Data supplied start

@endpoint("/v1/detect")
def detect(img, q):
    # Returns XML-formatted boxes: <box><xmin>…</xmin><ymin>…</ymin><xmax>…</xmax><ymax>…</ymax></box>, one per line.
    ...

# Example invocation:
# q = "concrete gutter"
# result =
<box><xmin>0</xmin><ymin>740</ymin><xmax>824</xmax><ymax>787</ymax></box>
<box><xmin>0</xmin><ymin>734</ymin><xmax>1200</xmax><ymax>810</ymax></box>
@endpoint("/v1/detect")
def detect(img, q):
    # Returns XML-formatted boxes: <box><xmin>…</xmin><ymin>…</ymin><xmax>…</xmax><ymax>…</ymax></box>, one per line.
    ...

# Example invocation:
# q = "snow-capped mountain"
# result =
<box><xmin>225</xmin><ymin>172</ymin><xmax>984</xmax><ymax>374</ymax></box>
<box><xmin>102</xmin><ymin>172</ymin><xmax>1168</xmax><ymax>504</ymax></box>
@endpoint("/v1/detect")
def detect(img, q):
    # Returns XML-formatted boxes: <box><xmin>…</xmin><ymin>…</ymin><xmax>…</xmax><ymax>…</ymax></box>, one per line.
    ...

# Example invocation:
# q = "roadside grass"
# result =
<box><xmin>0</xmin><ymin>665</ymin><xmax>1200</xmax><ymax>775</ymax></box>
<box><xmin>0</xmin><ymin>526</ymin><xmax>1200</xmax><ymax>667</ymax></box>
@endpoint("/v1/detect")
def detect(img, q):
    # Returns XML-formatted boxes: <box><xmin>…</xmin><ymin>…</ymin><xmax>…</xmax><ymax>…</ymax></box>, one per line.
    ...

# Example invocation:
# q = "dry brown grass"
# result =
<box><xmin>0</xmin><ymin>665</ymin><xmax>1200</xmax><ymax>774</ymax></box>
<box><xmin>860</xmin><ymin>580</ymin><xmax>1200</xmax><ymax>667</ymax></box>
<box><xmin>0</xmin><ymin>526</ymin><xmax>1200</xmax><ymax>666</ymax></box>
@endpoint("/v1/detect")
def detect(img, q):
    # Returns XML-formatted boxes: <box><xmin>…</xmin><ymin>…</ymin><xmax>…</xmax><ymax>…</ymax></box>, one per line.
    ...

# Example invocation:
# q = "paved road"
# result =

Data supplied end

### What you have to do
Copy out all of the records above line for line, with no changes.

### Correct answer
@endpoint("/v1/detect")
def detect(img, q):
    # Returns XML-formatted boxes: <box><xmin>…</xmin><ymin>…</ymin><xmax>…</xmax><ymax>…</ymax></box>, one per line.
    ...

# Example invocation:
# q = "concrete gutter"
# result =
<box><xmin>0</xmin><ymin>740</ymin><xmax>824</xmax><ymax>787</ymax></box>
<box><xmin>0</xmin><ymin>734</ymin><xmax>1200</xmax><ymax>810</ymax></box>
@endpoint("/v1/detect")
def detect(img, q):
    # Returns XML-formatted boxes: <box><xmin>…</xmin><ymin>…</ymin><xmax>…</xmax><ymax>…</ymax></box>, one per line.
    ...

# Example invocation:
# q = "snow-capped mountain"
# result =
<box><xmin>225</xmin><ymin>172</ymin><xmax>984</xmax><ymax>374</ymax></box>
<box><xmin>102</xmin><ymin>172</ymin><xmax>1168</xmax><ymax>504</ymax></box>
@endpoint("/v1/detect")
def detect(img, q):
    # Returns XML-formatted boxes: <box><xmin>…</xmin><ymin>…</ymin><xmax>…</xmax><ymax>…</ymax></box>, one per line.
    ...

# Example invocation:
# q = "roadside grass"
# result =
<box><xmin>0</xmin><ymin>665</ymin><xmax>1200</xmax><ymax>775</ymax></box>
<box><xmin>0</xmin><ymin>526</ymin><xmax>1200</xmax><ymax>667</ymax></box>
@endpoint("/v1/detect")
def detect(img, q):
    # Returns XML-formatted boxes: <box><xmin>…</xmin><ymin>…</ymin><xmax>…</xmax><ymax>…</ymax></box>, one per line.
    ...

# Example invocation:
# q = "dry brown grass"
# result =
<box><xmin>0</xmin><ymin>665</ymin><xmax>1200</xmax><ymax>774</ymax></box>
<box><xmin>860</xmin><ymin>580</ymin><xmax>1200</xmax><ymax>667</ymax></box>
<box><xmin>0</xmin><ymin>526</ymin><xmax>1200</xmax><ymax>666</ymax></box>
@endpoint("/v1/detect")
def detect(img, q):
    # Returns XML-formatted boxes: <box><xmin>…</xmin><ymin>…</ymin><xmax>…</xmax><ymax>…</ymax></box>, one per line.
    ...

# Example invocation:
# q = "paved road"
# result =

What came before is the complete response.